--- TEXTAUSZUG ---
---

Die Kirchenruine wird, wie in der Kintsukuroi Reparaturtechnik, wieder ergänzt, um das Gesamtkunstwerk zu zeigen, die Geschichte hervorzuheben und dem Gegenstand wieder einen Nutzen zu geben. Dabei wird die Barfüßerkirche durch ihre ablesbare Geschichte wertvoller.


Kintsukuroi ist eine japanische Technik, die der Wabi-Sabi Ästhetik entspringt. Die Wertschätzung der Fehlerhaftigkeit steht im Zentrum der Anschauung. Kintsukuroi hebt den Makel, den Gebrauch und die Geschichte hervor.

Die neu eingebrachten Elemente zeichnen die Kubatur nach und heben sich dabei vom alten Bestand ab, um die Geschichte des Bauwerks zu erzählen. Der Entwurf stellt die Struktur, den Rhythmus und das Raumgefühl des Gebäudes wieder her. Dies geschieht auf eine schlichte Art. Die Reduktion auf nur ein Material, einem hellen Backstein, interpretiert die Ideen und den Geist Frankziskus‘ auf moderne Weise.

---

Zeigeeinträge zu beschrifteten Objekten
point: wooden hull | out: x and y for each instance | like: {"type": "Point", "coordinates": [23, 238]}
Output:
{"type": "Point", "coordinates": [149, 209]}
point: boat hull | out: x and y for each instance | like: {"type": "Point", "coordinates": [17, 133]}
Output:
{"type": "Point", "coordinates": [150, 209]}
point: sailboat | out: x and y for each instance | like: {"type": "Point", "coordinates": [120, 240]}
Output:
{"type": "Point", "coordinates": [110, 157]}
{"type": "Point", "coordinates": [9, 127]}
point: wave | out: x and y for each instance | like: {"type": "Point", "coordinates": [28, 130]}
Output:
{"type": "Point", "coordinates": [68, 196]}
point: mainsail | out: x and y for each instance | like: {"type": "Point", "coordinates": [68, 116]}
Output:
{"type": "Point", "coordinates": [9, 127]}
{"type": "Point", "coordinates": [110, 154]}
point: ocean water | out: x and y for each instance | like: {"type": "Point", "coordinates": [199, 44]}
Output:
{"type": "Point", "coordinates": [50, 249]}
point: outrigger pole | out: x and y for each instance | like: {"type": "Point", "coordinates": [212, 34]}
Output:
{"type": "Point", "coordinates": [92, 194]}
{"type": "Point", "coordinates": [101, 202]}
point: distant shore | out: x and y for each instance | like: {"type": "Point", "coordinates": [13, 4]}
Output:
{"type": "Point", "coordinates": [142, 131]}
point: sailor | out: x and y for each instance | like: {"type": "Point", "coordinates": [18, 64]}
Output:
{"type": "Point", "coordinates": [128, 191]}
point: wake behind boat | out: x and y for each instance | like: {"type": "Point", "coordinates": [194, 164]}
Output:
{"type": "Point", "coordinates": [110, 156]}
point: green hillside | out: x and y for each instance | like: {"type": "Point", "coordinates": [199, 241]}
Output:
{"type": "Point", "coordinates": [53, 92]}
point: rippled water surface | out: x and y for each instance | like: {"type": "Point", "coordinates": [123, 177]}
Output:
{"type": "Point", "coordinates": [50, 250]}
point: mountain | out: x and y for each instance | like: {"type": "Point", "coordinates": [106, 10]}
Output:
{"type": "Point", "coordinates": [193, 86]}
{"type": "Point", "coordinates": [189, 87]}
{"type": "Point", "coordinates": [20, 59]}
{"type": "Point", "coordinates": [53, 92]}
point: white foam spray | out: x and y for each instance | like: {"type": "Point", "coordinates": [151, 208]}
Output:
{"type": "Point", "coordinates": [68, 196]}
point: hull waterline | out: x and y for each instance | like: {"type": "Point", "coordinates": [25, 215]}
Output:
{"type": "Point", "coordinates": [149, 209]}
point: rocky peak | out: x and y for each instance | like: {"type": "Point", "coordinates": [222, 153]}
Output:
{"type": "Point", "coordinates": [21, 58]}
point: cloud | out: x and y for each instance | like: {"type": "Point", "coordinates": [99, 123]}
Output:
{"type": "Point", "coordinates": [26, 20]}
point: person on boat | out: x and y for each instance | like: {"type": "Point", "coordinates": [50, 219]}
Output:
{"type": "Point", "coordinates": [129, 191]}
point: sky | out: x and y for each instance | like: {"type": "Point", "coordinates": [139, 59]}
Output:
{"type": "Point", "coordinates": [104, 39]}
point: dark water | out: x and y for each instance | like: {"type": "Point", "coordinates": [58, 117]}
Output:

---

--- AUFGABENSTELLUNG ---
Schreibe den Text zur Barfüßerkirche ab „Kintsukuroi ist eine“ und weiter bis einschließlich „auf moderne Weise.“ neu, wobei „Backstein“ durch „Ziegel“ ersetzt wird. Die Daten spielen hierfür keine Rolle.

--- ANTWORT ZUR AUFGABE ---
Kintsukuroi ist eine japanische Technik, die der Wabi-Sabi Ästhetik entspringt. Die Wertschätzung der Fehlerhaftigkeit steht im Zentrum der Anschauung. Kintsukuroi hebt den Makel, den Gebrauch und die Geschichte hervor.

Die neu eingebrachten Elemente zeichnen die Kubatur nach und heben sich dabei vom alten Bestand ab, um die Geschichte des Bauwerks zu erzählen. Der Entwurf stellt die Struktur, den Rhythmus und das Raumgefühl des Gebäudes wieder her. Dies geschieht auf eine schlichte Art. Die Reduktion auf nur ein Material, einem hellen Ziegel, interpretiert die Ideen und den Geist Frankziskus‘ auf moderne Weise.